--- START OF Listed records ---
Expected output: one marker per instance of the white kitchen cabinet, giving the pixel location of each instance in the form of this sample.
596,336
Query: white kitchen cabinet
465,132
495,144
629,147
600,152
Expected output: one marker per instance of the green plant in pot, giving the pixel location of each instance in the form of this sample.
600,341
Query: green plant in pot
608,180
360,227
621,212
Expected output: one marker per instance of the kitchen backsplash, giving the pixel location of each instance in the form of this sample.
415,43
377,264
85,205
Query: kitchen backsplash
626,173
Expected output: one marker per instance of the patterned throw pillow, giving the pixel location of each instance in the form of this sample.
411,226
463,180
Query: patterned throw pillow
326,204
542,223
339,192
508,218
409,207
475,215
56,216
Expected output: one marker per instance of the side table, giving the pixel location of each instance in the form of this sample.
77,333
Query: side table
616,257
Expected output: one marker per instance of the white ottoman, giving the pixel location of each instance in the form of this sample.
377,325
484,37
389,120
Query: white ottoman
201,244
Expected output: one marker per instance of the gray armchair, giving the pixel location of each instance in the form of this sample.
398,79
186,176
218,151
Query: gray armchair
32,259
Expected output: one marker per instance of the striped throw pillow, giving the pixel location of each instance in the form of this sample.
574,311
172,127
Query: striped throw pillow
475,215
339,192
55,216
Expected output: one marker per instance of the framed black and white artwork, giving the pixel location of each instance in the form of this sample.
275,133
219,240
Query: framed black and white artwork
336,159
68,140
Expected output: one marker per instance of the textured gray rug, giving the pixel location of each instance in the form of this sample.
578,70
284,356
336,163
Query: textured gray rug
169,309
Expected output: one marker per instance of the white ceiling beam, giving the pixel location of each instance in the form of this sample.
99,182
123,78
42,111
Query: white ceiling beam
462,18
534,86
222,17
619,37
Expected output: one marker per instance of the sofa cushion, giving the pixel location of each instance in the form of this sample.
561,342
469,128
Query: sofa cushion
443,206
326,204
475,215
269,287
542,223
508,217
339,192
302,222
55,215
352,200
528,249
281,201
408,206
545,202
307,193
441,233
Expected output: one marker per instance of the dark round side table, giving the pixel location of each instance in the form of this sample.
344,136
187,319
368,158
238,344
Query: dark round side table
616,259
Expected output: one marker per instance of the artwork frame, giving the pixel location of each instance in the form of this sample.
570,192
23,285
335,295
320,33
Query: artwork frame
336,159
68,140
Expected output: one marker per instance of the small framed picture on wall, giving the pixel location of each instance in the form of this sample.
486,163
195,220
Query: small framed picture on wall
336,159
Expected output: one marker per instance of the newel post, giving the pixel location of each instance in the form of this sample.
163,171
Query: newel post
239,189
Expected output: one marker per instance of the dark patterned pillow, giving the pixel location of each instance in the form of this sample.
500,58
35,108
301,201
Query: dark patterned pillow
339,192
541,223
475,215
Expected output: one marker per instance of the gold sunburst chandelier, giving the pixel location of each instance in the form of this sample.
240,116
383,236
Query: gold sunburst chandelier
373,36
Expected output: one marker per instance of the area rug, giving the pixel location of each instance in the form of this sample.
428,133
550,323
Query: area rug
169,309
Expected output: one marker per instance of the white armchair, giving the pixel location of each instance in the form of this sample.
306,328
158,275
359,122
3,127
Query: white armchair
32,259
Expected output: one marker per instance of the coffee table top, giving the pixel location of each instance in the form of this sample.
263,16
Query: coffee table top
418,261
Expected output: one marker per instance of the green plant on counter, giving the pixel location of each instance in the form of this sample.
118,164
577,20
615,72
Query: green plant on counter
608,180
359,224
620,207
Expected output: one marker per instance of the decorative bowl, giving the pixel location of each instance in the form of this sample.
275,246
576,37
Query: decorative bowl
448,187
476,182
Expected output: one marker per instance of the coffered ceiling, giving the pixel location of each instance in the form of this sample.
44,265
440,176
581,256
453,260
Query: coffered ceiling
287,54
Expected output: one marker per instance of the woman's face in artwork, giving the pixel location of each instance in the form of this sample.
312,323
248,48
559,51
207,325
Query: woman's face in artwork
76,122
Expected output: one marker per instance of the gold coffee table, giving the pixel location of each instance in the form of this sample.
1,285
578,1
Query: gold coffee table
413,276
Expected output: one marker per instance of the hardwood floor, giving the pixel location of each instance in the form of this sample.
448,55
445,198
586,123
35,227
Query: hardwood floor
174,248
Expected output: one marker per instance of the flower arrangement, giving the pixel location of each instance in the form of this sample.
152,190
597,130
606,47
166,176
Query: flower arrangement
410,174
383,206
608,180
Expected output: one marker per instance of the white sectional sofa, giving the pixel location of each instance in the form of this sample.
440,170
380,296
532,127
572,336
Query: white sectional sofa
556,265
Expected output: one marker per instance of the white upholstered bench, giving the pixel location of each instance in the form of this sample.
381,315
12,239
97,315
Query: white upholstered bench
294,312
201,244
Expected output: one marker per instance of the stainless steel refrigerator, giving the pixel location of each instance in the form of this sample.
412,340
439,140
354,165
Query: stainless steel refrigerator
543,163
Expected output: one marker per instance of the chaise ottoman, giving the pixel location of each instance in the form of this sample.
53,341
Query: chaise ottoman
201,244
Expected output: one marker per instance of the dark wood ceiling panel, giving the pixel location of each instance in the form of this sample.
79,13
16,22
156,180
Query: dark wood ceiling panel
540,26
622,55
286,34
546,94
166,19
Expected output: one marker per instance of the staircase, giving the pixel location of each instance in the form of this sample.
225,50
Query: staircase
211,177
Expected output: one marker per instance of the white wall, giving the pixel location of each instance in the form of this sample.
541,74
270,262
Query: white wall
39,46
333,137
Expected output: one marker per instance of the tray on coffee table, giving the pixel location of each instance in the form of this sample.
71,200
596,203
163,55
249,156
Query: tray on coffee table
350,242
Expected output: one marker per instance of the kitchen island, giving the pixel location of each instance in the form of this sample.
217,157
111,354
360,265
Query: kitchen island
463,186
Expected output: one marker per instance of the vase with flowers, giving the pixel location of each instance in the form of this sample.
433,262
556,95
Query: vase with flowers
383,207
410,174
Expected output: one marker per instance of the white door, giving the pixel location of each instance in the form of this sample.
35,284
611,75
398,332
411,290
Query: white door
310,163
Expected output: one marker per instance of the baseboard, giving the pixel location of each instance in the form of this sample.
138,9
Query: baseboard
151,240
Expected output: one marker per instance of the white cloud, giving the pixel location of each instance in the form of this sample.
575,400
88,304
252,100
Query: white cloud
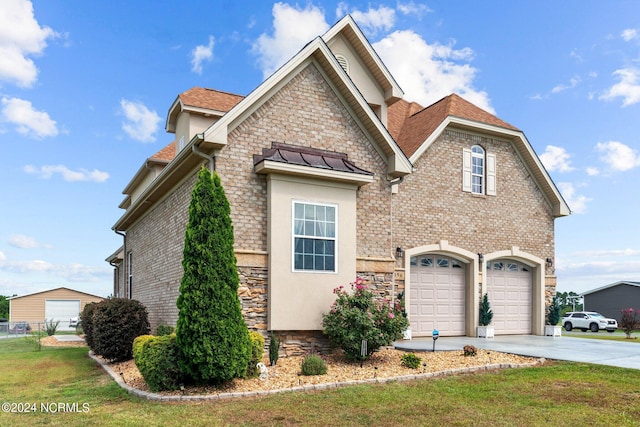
142,123
200,54
21,36
372,20
556,159
577,203
618,156
628,88
429,72
28,121
573,82
67,174
413,9
25,242
592,171
630,34
292,29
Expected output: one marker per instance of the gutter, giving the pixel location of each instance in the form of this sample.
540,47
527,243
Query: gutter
211,159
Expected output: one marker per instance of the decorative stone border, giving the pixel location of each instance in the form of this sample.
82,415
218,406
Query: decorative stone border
325,386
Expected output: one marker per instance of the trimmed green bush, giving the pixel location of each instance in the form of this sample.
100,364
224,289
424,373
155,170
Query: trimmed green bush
257,350
116,322
165,330
157,361
86,320
410,360
359,316
313,365
274,349
211,333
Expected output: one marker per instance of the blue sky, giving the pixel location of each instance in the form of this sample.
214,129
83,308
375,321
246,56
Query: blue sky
85,88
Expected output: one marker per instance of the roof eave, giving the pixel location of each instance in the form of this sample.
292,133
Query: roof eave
523,147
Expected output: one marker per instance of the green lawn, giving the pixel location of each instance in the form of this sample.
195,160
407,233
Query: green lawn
555,394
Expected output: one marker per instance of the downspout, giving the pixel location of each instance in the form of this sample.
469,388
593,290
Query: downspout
124,259
393,182
198,138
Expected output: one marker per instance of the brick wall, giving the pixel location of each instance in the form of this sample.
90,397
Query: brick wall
431,206
304,112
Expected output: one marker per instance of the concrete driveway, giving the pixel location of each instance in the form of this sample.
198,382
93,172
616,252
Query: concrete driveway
602,352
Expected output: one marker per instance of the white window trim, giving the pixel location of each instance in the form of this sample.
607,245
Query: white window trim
489,180
293,237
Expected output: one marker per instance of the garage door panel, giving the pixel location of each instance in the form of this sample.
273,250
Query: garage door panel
61,311
439,298
510,294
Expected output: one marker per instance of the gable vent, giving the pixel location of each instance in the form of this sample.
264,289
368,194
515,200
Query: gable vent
343,63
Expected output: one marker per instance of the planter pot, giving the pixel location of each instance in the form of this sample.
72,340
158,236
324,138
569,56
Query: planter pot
407,334
552,331
485,331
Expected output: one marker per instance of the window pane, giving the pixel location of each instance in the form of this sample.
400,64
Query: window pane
443,262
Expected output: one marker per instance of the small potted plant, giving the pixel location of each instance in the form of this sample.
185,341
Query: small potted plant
552,329
485,330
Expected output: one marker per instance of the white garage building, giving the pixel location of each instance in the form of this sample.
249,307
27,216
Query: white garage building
59,304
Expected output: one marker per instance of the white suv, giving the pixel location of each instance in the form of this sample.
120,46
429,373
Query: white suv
591,320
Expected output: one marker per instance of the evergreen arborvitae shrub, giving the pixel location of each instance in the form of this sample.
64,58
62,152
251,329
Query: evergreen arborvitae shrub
274,349
257,349
116,323
86,320
554,312
486,315
211,333
157,361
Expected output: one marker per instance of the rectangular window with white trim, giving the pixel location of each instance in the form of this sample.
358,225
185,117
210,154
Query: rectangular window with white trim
314,237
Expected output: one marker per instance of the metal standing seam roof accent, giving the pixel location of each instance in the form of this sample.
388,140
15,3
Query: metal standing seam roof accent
312,157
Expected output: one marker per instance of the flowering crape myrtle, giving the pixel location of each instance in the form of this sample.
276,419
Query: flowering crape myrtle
359,316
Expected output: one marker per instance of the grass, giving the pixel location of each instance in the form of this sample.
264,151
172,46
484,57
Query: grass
585,394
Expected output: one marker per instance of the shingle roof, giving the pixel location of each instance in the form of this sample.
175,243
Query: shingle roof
417,125
210,99
306,156
166,154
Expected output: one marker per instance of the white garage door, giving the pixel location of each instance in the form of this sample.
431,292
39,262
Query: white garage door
61,310
510,289
436,299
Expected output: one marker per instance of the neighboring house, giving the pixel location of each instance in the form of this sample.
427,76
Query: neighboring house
610,300
60,304
330,175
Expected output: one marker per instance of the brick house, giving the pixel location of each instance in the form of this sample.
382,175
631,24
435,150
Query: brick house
330,175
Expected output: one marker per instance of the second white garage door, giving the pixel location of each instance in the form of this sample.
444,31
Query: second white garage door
436,299
61,310
509,285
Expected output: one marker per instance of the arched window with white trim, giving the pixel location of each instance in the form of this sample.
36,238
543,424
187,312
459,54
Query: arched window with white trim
478,171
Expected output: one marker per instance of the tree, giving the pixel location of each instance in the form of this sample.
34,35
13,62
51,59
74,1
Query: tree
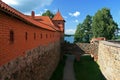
78,33
48,13
83,32
103,24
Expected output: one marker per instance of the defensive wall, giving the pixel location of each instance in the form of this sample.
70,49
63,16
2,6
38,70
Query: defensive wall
109,59
37,64
29,49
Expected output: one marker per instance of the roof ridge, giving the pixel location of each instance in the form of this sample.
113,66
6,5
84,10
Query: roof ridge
8,9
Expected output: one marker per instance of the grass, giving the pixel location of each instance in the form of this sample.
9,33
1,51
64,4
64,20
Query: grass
87,69
58,73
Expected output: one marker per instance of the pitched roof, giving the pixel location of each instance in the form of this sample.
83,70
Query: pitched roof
7,9
58,16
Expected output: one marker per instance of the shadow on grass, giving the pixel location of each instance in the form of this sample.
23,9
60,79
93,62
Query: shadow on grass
87,69
58,73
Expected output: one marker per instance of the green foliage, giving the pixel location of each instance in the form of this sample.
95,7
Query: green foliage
83,31
58,73
48,13
103,24
87,69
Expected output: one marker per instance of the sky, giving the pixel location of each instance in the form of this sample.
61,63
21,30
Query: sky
73,11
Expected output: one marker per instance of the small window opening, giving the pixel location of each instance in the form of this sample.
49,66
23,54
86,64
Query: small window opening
34,35
26,35
11,36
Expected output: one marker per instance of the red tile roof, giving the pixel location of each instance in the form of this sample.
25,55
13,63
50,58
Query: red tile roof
58,16
6,8
46,20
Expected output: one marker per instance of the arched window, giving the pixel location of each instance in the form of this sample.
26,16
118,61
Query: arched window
34,35
11,36
46,35
41,35
26,35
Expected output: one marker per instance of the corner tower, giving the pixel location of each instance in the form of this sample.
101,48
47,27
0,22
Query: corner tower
59,21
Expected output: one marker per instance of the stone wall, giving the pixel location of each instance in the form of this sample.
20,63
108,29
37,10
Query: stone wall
38,64
109,59
90,49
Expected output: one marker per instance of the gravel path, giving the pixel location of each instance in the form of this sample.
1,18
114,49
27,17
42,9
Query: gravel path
68,69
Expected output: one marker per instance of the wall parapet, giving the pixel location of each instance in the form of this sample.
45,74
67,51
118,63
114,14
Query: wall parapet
37,64
109,59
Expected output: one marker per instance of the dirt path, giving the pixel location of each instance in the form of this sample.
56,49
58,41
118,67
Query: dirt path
68,69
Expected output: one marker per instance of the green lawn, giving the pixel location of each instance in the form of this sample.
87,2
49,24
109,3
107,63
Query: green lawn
58,73
87,69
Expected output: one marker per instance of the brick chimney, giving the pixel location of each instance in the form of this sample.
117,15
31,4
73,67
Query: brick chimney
33,14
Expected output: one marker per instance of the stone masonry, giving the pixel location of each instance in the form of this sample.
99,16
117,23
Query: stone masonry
38,64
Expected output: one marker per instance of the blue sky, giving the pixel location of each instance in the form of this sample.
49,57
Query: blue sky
73,11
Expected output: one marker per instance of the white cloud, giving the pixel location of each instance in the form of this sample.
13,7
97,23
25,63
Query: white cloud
27,5
70,31
75,14
11,2
76,21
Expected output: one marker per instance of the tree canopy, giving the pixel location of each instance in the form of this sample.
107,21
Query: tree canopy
100,25
48,13
103,24
83,31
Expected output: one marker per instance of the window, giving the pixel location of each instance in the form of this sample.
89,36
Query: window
34,35
11,36
26,35
46,35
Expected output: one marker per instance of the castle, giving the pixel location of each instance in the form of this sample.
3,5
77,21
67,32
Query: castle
28,40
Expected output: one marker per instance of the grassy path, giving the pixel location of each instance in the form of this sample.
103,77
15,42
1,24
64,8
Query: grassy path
87,69
68,69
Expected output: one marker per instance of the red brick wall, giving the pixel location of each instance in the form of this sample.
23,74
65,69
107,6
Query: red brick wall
9,51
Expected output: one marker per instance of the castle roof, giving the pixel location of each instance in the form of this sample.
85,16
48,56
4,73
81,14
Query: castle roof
11,11
58,16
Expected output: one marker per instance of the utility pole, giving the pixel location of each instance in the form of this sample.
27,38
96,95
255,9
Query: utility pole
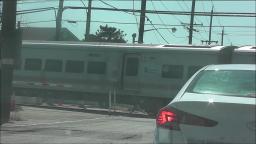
58,20
210,28
191,22
142,20
8,49
222,36
88,20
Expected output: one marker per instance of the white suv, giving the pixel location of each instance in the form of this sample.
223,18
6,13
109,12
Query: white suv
216,106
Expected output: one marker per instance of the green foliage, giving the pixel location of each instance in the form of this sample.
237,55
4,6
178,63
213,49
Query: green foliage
107,34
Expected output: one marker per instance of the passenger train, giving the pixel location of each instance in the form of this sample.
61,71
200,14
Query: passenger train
148,76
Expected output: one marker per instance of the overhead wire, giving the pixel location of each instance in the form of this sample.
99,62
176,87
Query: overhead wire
219,20
132,14
161,20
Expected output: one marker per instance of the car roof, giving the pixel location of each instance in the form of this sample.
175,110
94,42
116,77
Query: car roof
232,67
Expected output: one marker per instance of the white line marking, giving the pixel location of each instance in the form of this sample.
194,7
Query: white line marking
53,123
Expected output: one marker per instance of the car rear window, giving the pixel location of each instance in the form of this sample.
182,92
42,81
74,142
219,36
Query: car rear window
225,82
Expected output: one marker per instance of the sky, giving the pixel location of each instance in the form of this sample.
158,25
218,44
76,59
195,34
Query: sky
163,23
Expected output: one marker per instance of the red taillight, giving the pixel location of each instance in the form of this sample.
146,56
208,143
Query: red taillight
167,119
165,116
171,118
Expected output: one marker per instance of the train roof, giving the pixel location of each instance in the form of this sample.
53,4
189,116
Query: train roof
246,49
127,46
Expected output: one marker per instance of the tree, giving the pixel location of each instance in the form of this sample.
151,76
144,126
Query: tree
107,34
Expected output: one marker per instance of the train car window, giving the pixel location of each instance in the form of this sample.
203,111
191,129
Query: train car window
74,66
53,65
96,67
33,64
172,71
132,65
192,70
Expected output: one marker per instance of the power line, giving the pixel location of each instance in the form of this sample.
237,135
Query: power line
131,23
161,18
129,11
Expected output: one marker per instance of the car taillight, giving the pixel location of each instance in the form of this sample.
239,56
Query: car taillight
171,118
167,119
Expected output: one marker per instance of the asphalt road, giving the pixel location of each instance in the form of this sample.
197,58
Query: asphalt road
47,126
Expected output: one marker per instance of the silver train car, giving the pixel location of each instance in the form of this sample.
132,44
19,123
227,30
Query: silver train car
148,76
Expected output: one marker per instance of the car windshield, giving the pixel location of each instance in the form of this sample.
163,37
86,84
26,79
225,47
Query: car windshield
225,82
--- END OF Listed records ---
● **What to work on**
Quote, word for word, every line starting at the one that contains "Expected output: one marker per instance of the power" and ending with the final line of the entries.

● **Solution to this problem**
Expected output: one marker per instance of the power line, giving the pixel location of each instance in the form of this sample.
237,135
Query: power line
131,23
161,18
129,11
Expected output: one marker per instance of the car taillight, giving the pixel location of each instance in the form of this sample.
239,56
Query: car taillight
171,118
167,119
Expected output: one marker per instance of the asphalt road, giving the pixel location of each instance in the form of this sample.
197,58
Query: asphalt road
47,126
Expected output: one marker per instance of the silver train car, giving the pixel location of each instance in the form of this sample.
132,44
19,123
227,30
Query: silver train car
148,76
Expected output: one marker per instance of the car windshield, giving the pixel location of each instance in the form of this sample.
163,37
86,84
26,79
225,47
Query: car windshield
225,82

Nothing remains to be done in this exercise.